Records of labeled regions
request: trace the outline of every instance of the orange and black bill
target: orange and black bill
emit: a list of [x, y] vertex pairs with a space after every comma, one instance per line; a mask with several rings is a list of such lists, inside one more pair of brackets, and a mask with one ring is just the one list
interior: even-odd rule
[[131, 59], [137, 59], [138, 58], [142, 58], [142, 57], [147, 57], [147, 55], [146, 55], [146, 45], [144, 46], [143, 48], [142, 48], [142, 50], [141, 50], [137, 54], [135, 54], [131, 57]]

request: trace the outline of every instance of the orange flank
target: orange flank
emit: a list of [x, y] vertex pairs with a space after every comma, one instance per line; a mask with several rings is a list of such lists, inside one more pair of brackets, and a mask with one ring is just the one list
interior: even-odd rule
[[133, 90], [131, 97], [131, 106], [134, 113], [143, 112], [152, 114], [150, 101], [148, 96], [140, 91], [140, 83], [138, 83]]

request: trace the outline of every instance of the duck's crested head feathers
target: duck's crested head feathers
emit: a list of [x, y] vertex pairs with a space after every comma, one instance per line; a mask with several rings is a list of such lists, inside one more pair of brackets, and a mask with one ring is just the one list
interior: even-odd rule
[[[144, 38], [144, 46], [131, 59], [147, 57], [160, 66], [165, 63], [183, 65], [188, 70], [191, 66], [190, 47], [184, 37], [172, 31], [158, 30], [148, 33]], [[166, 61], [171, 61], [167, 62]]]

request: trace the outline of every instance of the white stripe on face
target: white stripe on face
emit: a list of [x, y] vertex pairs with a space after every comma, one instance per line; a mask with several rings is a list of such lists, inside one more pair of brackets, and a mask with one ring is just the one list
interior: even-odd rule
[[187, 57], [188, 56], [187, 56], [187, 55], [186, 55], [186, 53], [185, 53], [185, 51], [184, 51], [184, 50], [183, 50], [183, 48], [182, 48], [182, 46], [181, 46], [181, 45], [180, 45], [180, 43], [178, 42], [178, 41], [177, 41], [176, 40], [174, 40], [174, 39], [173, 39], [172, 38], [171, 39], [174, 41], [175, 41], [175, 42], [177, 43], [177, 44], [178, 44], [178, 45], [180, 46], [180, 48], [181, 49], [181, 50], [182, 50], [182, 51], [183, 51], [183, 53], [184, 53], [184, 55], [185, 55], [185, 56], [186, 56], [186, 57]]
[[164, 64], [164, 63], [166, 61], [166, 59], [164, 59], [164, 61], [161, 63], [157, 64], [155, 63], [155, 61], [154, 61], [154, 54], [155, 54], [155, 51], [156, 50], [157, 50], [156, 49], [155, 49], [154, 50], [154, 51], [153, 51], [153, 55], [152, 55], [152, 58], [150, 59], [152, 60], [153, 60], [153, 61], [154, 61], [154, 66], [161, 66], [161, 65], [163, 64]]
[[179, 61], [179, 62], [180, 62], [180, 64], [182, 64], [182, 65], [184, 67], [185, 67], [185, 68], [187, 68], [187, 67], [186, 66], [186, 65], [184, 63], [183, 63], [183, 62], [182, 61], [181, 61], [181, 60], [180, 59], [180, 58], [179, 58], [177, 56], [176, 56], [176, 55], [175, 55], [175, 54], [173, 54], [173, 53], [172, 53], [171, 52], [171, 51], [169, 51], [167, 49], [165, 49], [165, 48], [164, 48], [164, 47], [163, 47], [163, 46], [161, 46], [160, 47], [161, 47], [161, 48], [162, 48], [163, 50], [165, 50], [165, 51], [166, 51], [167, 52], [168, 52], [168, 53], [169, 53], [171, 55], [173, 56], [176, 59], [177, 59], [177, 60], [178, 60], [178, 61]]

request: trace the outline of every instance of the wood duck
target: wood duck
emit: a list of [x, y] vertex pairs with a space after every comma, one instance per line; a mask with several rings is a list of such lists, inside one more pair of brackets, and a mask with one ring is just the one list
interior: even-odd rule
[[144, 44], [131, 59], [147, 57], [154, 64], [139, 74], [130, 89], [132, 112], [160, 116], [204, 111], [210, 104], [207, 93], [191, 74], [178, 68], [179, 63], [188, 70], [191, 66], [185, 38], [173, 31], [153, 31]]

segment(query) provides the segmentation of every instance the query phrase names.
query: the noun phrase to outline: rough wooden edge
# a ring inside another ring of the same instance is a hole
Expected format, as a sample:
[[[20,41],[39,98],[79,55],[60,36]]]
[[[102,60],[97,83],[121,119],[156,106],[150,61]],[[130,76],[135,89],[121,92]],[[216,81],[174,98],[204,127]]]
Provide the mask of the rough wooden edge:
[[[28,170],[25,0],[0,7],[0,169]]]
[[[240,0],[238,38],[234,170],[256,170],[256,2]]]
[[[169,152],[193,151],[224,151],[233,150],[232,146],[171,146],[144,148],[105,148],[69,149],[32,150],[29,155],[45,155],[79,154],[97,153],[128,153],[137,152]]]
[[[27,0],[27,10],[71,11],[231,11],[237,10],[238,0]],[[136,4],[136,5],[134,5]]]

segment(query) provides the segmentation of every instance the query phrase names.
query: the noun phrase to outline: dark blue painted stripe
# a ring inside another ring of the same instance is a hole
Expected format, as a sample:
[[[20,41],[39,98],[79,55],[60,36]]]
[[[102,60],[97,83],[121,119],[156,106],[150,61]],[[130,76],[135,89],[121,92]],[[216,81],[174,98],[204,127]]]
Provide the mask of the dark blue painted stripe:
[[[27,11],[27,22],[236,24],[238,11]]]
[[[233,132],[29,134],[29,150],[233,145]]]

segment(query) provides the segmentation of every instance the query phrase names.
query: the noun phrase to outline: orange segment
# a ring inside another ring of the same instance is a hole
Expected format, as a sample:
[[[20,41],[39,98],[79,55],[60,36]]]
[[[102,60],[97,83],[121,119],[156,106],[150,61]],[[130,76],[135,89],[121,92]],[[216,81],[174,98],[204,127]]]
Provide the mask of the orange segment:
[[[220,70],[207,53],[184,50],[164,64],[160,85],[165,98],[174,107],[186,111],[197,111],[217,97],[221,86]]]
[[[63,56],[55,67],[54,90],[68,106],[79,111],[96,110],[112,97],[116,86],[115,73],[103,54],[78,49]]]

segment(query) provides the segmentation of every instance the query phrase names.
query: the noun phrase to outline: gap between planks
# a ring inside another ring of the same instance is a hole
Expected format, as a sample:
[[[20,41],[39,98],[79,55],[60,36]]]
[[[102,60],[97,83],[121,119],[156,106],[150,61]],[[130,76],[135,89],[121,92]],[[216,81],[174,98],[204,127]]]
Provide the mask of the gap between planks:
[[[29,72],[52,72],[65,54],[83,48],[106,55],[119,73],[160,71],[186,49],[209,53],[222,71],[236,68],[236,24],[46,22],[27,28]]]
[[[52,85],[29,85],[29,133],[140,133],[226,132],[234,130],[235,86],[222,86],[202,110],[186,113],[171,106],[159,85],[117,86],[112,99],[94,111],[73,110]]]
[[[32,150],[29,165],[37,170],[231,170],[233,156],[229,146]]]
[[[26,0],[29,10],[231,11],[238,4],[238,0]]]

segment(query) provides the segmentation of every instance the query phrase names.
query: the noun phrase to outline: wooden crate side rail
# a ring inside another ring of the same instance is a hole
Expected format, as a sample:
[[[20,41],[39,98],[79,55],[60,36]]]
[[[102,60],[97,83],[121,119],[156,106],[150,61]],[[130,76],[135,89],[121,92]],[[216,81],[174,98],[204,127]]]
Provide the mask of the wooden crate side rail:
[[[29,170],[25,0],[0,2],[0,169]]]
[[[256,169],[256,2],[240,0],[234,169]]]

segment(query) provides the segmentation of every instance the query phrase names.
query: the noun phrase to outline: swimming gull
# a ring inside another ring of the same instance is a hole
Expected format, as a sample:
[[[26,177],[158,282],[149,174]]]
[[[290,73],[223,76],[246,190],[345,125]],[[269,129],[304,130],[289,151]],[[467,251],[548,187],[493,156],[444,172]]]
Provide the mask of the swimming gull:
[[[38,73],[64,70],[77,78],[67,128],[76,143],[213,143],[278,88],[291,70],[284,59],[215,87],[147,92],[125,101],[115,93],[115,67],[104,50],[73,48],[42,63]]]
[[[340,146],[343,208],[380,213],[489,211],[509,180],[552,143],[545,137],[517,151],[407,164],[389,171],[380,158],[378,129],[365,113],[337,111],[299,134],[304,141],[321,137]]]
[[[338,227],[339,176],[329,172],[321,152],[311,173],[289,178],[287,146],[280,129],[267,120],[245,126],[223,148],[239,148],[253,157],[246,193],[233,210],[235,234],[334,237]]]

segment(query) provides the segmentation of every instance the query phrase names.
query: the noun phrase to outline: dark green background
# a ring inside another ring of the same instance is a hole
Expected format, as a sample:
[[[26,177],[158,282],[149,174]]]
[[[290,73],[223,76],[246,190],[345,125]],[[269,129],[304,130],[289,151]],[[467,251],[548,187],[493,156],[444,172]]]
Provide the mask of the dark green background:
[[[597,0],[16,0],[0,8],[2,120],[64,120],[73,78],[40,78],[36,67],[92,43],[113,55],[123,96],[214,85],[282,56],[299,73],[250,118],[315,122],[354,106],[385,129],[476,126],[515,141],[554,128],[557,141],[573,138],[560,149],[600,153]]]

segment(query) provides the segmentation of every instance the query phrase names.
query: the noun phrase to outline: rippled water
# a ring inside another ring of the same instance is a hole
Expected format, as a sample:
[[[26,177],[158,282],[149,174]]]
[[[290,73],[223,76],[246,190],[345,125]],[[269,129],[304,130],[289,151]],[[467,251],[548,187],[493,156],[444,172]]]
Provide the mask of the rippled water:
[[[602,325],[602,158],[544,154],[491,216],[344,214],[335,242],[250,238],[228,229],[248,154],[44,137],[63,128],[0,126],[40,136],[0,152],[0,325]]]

§ **AIM**
Count the lines of the data above that contain the string "blue", and give only the number.

§ **FINAL RESULT**
2